Problem to solve:
The answer must consist of every line below containing "molding".

Supplied material:
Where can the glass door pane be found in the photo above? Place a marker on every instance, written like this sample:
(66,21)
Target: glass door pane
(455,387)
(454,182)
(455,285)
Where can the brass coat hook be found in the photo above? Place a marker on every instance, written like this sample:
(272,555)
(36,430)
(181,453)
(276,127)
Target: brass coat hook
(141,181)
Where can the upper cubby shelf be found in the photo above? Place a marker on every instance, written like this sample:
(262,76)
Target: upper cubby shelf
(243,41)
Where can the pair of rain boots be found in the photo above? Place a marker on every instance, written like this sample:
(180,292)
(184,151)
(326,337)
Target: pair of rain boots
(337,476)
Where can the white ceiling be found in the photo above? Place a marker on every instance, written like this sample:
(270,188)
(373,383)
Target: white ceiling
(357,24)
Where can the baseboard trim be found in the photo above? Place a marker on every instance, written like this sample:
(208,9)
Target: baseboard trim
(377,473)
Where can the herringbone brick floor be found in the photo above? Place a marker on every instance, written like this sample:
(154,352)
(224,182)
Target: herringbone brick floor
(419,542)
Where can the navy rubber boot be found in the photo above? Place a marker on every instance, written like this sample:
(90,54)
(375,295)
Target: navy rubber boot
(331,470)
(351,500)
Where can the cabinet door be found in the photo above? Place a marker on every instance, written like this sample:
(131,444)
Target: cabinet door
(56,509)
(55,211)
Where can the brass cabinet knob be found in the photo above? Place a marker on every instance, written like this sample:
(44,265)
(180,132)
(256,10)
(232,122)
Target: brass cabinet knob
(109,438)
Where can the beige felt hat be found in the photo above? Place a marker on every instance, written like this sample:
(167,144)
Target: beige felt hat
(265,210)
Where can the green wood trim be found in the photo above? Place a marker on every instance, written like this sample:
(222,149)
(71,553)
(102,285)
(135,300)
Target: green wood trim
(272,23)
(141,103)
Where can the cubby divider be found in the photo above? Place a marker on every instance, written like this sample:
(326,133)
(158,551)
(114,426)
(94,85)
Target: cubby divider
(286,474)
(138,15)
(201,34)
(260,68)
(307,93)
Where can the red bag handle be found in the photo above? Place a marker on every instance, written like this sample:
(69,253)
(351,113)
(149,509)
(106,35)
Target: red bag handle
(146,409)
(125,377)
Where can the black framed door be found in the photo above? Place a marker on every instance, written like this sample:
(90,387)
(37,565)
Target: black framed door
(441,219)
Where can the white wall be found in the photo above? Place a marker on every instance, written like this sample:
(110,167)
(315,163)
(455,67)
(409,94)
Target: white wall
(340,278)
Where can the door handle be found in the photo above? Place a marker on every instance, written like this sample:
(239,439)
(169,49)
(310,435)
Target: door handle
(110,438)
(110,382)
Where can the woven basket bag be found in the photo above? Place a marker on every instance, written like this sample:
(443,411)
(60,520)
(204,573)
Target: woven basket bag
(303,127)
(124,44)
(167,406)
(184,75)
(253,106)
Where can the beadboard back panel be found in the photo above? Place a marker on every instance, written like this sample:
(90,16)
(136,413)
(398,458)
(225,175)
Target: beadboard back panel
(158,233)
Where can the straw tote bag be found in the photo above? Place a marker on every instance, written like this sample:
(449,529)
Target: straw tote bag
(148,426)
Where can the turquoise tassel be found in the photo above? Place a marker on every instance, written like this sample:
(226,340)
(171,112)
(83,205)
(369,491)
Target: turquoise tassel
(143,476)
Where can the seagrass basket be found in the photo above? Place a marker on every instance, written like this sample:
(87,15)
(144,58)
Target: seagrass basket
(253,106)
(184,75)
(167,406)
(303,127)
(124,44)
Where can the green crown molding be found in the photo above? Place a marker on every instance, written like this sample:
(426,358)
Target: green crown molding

Response to this exercise:
Where can the green crown molding be found in the photo above? Place a marker on every instance, written like this sample:
Target: green crown molding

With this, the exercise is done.